TRAVAIL DEMANDÉ:
Relevez chaque ligne du matériel qui contient la chaîne "hood", en respectant la casse.

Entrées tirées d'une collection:
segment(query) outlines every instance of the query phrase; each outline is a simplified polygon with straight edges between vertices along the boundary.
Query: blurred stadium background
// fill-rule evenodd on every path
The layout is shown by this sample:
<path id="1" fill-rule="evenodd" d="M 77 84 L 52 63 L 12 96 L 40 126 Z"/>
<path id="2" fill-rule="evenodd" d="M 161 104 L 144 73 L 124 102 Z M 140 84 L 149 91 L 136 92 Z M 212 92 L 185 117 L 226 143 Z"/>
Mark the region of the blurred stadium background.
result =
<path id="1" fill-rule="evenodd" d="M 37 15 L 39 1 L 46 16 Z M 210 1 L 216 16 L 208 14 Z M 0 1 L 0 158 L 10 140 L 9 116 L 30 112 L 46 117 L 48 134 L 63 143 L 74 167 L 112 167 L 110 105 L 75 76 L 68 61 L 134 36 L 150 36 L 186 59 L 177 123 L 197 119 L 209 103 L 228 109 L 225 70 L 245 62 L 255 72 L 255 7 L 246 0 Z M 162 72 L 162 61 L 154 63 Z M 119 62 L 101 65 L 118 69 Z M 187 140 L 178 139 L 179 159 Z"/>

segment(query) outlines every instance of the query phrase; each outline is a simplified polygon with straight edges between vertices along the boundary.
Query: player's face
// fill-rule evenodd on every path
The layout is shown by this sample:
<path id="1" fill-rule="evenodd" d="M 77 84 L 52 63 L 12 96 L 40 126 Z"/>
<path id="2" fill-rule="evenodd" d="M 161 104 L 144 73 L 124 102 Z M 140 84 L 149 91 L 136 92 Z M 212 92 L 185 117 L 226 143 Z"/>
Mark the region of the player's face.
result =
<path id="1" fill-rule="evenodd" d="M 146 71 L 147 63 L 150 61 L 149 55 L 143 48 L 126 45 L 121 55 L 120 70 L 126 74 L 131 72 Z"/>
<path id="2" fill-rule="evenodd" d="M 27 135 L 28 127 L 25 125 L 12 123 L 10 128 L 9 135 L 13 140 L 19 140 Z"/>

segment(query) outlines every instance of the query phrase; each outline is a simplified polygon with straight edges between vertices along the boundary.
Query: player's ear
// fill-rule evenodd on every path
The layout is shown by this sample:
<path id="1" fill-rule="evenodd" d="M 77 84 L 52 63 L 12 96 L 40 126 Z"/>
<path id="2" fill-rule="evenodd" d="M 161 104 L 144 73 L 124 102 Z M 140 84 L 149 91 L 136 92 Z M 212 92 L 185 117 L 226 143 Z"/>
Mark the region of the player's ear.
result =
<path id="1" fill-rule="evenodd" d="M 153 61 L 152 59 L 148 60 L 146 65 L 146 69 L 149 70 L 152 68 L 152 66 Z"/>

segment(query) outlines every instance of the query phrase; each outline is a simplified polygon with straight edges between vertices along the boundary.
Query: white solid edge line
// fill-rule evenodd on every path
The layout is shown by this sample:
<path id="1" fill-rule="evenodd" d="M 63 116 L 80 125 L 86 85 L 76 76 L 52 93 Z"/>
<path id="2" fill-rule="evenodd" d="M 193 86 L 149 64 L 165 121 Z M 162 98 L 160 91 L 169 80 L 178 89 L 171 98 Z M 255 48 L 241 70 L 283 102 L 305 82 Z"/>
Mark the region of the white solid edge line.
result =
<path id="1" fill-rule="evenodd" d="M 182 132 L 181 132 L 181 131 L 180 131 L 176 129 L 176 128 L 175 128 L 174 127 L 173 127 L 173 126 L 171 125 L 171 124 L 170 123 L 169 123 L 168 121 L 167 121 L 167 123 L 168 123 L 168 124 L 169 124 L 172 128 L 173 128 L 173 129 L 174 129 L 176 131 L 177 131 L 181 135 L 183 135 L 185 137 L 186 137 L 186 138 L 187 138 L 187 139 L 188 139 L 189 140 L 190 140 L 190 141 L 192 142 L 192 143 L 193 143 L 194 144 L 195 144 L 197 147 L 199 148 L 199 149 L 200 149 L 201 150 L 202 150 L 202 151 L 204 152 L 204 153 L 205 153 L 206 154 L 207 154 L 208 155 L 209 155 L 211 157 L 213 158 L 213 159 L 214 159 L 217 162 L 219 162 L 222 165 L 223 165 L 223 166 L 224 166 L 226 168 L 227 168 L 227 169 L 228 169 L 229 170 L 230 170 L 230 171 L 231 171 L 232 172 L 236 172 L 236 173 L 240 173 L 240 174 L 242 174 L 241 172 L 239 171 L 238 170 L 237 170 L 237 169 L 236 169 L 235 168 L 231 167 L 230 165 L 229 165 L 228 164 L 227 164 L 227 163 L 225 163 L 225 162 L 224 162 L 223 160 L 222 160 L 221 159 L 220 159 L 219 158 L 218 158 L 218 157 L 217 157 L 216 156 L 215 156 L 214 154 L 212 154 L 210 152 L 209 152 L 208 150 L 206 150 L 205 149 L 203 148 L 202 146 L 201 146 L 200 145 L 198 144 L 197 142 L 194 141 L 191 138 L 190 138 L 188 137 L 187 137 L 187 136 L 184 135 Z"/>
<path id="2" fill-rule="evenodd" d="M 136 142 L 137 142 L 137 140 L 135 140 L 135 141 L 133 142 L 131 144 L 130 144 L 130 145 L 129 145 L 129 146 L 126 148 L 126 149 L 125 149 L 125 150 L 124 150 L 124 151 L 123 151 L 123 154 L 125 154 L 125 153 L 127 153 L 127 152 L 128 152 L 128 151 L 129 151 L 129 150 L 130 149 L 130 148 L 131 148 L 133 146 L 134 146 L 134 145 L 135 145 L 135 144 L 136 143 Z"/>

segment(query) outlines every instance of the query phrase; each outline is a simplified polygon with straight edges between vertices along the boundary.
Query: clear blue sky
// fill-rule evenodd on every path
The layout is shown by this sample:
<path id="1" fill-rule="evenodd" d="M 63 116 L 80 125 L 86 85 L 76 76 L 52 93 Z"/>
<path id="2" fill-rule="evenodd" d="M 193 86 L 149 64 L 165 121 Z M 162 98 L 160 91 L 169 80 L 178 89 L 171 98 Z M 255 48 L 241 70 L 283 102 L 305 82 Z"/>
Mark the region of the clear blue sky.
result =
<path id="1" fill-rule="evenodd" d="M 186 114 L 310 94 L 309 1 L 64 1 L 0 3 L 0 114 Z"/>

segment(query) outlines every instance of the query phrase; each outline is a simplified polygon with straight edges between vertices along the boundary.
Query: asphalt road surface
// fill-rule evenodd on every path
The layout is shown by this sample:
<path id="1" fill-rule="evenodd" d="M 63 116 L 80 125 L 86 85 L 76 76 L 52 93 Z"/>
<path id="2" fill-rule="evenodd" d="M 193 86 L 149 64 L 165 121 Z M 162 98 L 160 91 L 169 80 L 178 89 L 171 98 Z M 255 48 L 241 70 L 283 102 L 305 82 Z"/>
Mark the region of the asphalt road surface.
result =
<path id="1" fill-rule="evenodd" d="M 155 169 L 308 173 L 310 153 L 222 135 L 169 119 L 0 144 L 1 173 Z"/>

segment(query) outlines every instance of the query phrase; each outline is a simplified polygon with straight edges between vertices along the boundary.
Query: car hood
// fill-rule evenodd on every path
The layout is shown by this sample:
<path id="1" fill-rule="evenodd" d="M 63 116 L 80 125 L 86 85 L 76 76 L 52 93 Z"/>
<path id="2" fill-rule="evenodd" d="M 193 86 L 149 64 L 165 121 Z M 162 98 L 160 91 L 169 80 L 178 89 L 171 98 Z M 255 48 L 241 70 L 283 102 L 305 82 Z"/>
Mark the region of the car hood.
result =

LA RÉPONSE:
Query: car hood
Mark the region of the car hood.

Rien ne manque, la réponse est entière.